- INSTRUCTIONS TO FOLLOW:
Rewrite each line of the listing below with "pin" replaced by "marker" wherever it occurs, leaving everything else unchanged. Omit the pictures from your answer.

- DATA FOR THE TASK:
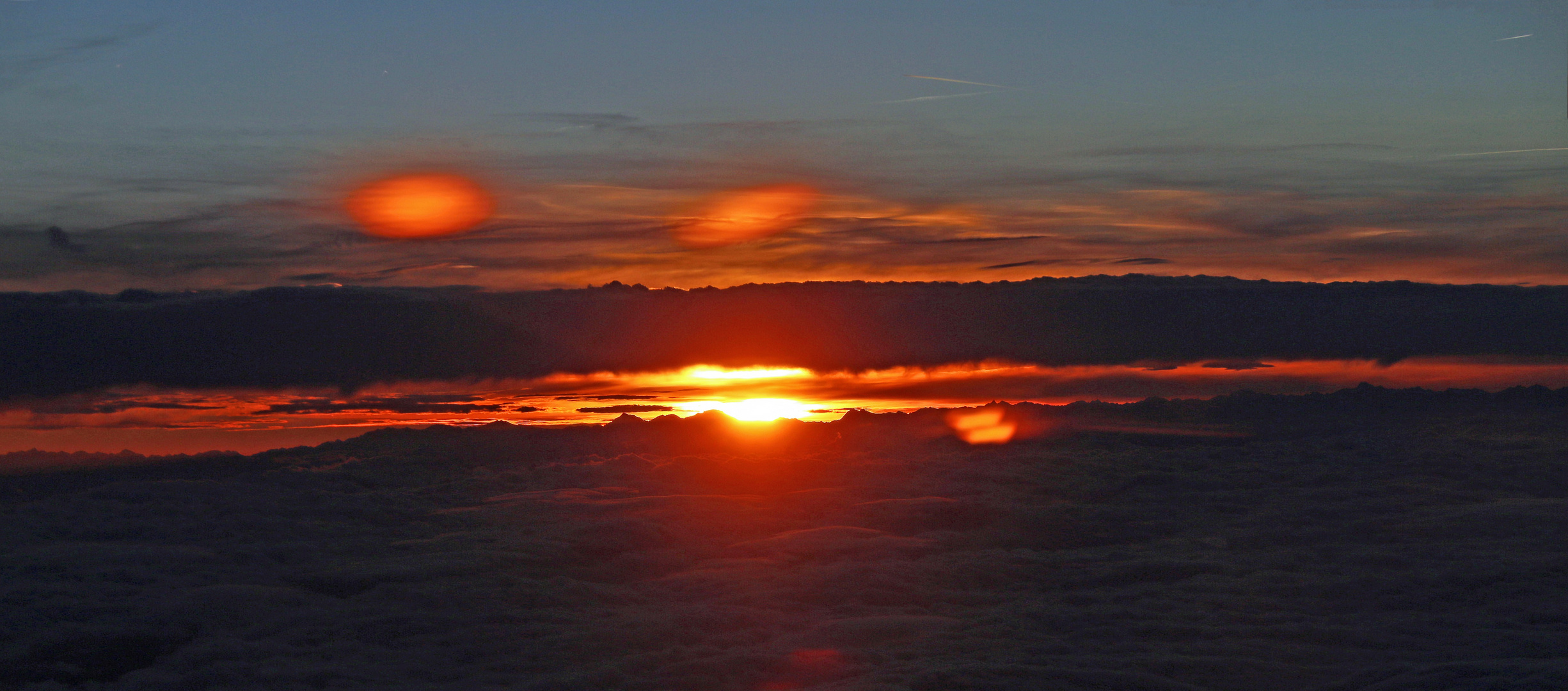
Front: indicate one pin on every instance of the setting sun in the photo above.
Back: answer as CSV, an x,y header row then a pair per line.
x,y
421,206
755,409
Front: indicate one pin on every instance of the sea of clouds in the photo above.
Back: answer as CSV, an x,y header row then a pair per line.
x,y
1368,539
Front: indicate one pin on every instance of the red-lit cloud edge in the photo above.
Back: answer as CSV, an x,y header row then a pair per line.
x,y
189,420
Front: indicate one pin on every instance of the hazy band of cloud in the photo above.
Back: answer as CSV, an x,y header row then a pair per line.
x,y
350,337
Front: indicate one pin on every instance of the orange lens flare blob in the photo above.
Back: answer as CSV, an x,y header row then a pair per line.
x,y
982,427
755,409
421,206
742,215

- SOLUTION FOR THIS EXERCISE:
Front: indicate one marker on every instance of the setting sun in the photo above.
Back: answer as CSV, an x,y header row then a pair per line.
x,y
421,206
755,409
Front: indicate one marker on every instance of the sea of clouds in the photo above.
Back: answer as CSV, an x,y header row then a pair per line.
x,y
1368,539
Front: indicate one marker on every instance of the red-lit cloud edge in the photo above.
Back: answer as CSV, an x,y header row then a pair per line.
x,y
189,420
Front: indicate one marker on every instance of the hazy band of cloud in the photo above.
Back: answer as CSV, an x,y header row then a pair per line.
x,y
350,337
Front: indicate one marker on every instance of the orange lens flare blob in the photo above.
Back: answer as CSV, an x,y header row then a pair per line.
x,y
982,427
755,409
421,206
742,215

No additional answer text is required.